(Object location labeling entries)
------------------------------------

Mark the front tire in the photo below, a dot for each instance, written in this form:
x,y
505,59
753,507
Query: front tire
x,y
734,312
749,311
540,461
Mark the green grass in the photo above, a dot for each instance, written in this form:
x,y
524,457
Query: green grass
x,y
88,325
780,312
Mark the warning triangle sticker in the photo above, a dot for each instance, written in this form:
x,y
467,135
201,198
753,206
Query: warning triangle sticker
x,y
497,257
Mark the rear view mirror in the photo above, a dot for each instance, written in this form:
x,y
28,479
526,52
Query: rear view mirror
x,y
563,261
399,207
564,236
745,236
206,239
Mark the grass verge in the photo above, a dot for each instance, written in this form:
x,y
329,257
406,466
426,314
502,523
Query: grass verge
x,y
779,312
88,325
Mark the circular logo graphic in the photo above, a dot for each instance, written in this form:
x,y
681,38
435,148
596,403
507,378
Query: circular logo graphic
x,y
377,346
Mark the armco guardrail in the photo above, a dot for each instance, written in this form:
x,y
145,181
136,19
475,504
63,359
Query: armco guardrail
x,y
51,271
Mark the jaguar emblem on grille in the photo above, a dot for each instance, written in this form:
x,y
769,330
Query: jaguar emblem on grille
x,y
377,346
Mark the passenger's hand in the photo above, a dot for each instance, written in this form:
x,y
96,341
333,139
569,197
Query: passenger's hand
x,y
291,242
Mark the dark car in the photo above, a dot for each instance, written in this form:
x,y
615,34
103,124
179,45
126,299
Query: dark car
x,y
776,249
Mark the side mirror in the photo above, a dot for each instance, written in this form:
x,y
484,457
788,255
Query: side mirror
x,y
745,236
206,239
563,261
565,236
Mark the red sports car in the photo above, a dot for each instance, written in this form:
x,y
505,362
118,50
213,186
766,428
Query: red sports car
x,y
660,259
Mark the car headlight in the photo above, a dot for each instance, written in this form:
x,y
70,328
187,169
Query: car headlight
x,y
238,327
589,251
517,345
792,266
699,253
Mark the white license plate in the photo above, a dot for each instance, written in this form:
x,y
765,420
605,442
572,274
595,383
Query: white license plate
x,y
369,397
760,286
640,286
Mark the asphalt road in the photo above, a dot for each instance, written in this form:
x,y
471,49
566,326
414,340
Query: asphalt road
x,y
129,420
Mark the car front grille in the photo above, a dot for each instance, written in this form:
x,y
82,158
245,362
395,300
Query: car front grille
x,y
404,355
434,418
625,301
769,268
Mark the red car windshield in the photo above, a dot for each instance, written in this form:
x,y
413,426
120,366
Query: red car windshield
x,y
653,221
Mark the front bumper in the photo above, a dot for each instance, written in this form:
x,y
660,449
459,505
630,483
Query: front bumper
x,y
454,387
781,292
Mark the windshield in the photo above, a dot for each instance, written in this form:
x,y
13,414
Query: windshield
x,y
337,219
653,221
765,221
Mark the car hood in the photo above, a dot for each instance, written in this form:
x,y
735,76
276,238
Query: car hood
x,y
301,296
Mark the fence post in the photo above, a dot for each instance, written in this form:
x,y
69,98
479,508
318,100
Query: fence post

------------------------------------

§ Goal
Reproduce all of the items above word for word, line by line, with nothing changed.

§ Written response
Mark the front tire in the photo below, a dot for each instance, written in this form:
x,y
505,59
753,507
Query: front tire
x,y
734,312
749,311
540,461
Mark the green grass in the photo above, a dot for each instance, written in this form:
x,y
524,457
Query: green grass
x,y
88,325
780,312
Mark the warning triangle sticker in the photo above, a dot for each instance, written in this form:
x,y
467,135
201,198
753,206
Query: warning triangle sticker
x,y
497,257
Mark the rear view mirror in the photo above, a dot for each instance, written in this form:
x,y
28,479
526,52
Query: rear view mirror
x,y
563,261
399,207
564,236
745,236
206,239
Mark the grass verge in the photo above, a dot for each instance, written in this form:
x,y
329,257
406,466
426,314
502,523
Query: grass verge
x,y
779,312
88,325
Mark the circular logo graphic in the photo above, a dot for each instance, written in this form:
x,y
681,38
435,148
596,403
507,378
Query: circular logo graphic
x,y
377,346
Mark the armco guardrail in the photo above, a dot for each instance, written in this form:
x,y
145,181
136,19
475,504
63,359
Query: armco guardrail
x,y
51,271
Mark the jaguar emblem on grille in the photo above, a dot for each instance, written in this form:
x,y
769,330
Query: jaguar emblem on grille
x,y
377,346
Mark the passenger's hand in the photo above, a dot for each instance, written in this form:
x,y
96,341
333,139
569,197
Query: passenger's hand
x,y
291,242
Mark the dark car in the photo above, a dot for each instance, written in this form:
x,y
615,34
103,124
179,45
126,299
Query: dark car
x,y
776,249
Mark the side mirror in the photo above, a dot for each instance, written in this form:
x,y
484,457
788,255
Query: side mirror
x,y
745,236
206,239
563,261
565,236
Mark the red sports car in the photo above, a dot for each instance, written in this form:
x,y
505,362
118,50
213,186
766,428
Query: red sports car
x,y
660,259
Mark the car headlight in the photo above, a dot for each instance, written in this form:
x,y
70,328
187,169
Query: car headlight
x,y
238,327
589,251
517,345
792,266
699,253
Mark the white license plate in the photo above, a dot for each instance, written in this form:
x,y
765,420
605,442
572,274
595,383
Query: white license plate
x,y
369,397
760,286
640,286
Mark the asphalt road in the photo above, a dot for each instance, written in this form:
x,y
471,49
566,326
414,340
Query: asphalt road
x,y
129,420
Mark the car front grille in the photo above, a dot for each instance, written in this form:
x,y
82,158
245,362
395,300
Query: car front grille
x,y
404,355
434,418
625,301
769,268
Mark the red car windshield in the photo above, a dot for each instance, written in this form:
x,y
413,426
120,366
Query: red car windshield
x,y
653,221
Mark the front bumper in the photo above, a dot for each instance, written in this form:
x,y
660,449
459,505
630,483
Query: front bumper
x,y
454,387
781,292
Mark the windshield in the photo above, a dot for each instance, written in this form:
x,y
13,414
Query: windshield
x,y
337,219
653,221
765,221
Mark the car hood in the photo above, a dot for each instance, written in this form:
x,y
735,76
276,238
Query: car hood
x,y
301,296
Mark the fence post in the photo above, a dot for each instance, written in this form:
x,y
69,98
479,508
318,100
Query: fence post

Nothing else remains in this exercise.